§ Aufgaben
A) Fasse in der Gerichtsentscheidung den Absatz, der mit „Das Sozialgericht wies die Klage“ beginnt, als kurze Stichpunktliste zusammen. Alle wesentlichen Fakten müssen erhalten bleiben.
B) Nimm die Gerichtsentscheidung nach ihrem letzten Satz wieder auf und schreibe sie weiter.

§ Seitentext
I. Die Beschwerde des Klägers gegen den Beschluss des Sozialgerichts Frankfurt am Main vom 29. August 2019 wird zurückgewiesen. Es wird festgestellt, dass der Rechtsstreit vor dem Sozialgericht Frankfurt am Main (S 9 AS 369/14) durch den Gerichtsbescheid vom 26. März 2019 wirksam beendet ist.
II. Die Beteiligten haben einander auch im Beschwerdeverfahren keine Kosten zu erstatten.
III. Die Revision wird nicht zugelassen.
Tatbestand
Der Kläger begehrt die Durchführung einer mündlichen Verhandlung vor dem Sozialgericht in einem berufungsfähigen Verfahren, in dem ein Gerichtsbescheid ergangen ist.
In dem Verfahren S 9 AS 369/14 wandte der Kläger sich gegen die Versagung von Leistungen der Grundsicherung für Arbeitsuchende nach dem Sozialgesetzbuch, Zweites Buch (SGB II) gem. § 66 SGB I (fehlende Mitwirkung) für den Zeitraum vom 1. März 2014 bis 19. April 2014, die der Beklagte vom 1. September 2013 bis 28. Februar 2014 in Höhe von monatlich insgesamt 784,40 € bewilligt hatte (Bescheid vom 22. August 2013).
Das Sozialgericht wies die Klage mit Gerichtsbescheid vom 26. März 2019 (dem Kläger zugestellt am 28. März 2019) als unzulässig, hilfsweise auch als unbegründet, ab und wies den Kläger in der beigefügten zutreffenden Rechtsmittelbelehrung darauf hin, dass der Gerichtsbescheid mit der Berufung angefochten werden kann. Der Kläger beantragte gleichwohl mit Schreiben vom 26. April 2019, beim Sozialgericht eingegangen am Montag dem 29. April 2019, mündliche Verhandlung nach § 105 SGG.

§ Material

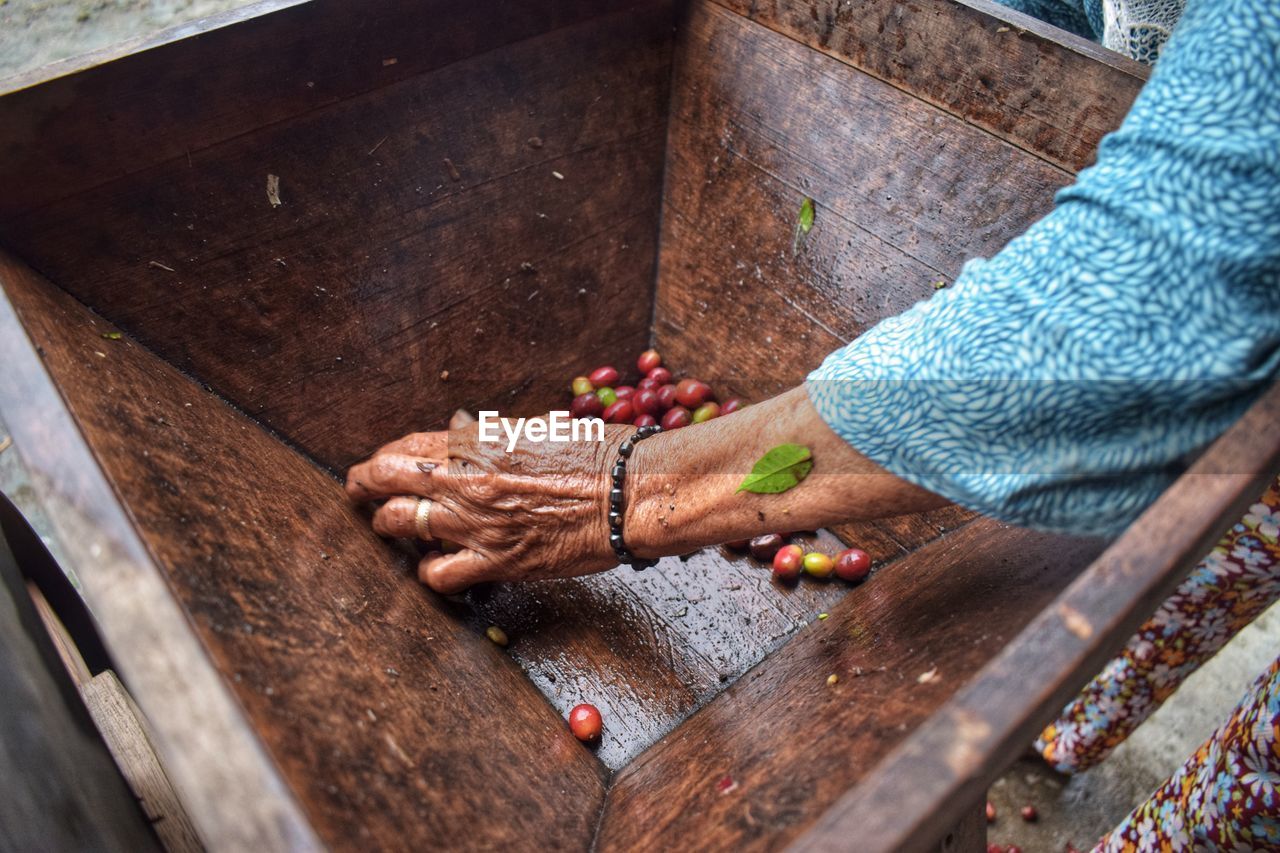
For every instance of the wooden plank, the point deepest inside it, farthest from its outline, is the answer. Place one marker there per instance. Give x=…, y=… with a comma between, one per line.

§ Lösungen
A)
- Das Sozialgericht wies die Klage mit Gerichtsbescheid vom 26. März 2019 als unzulässig ab, hilfsweise auch als unbegründet.
- Der Gerichtsbescheid wurde dem Kläger am 28. März 2019 zugestellt.
- Die beigefügte zutreffende Rechtsmittelbelehrung nannte die Berufung als Rechtsmittel.
- Der Kläger beantragte dennoch mit Schreiben vom 26. April 2019 eine mündliche Verhandlung nach § 105 SGG.
- Das Schreiben ging am Montag, dem 29. April 2019, beim Sozialgericht ein.

B)
Auf gerichtlichen Hinweis, dass als Rechtsmittel nach § 105 SGG lediglich die Berufung statthaft sei, hat der Kläger ausdrücklich seinen Antrag auf Durchführung der mündlichen Verhandlung vor dem Sozialgericht aufrechterhalten. Er hat vorgetragen, es sei aus § 105 SGG nicht ersichtlich, dass eine mündliche Verhandlung nur stattfinden könne, wenn keine Berufungsmöglichkeit bestehe. Auch in der ersten Instanz sei ihm rechtliches Gehör in Form einer mündlichen Verhandlung zu gewähren.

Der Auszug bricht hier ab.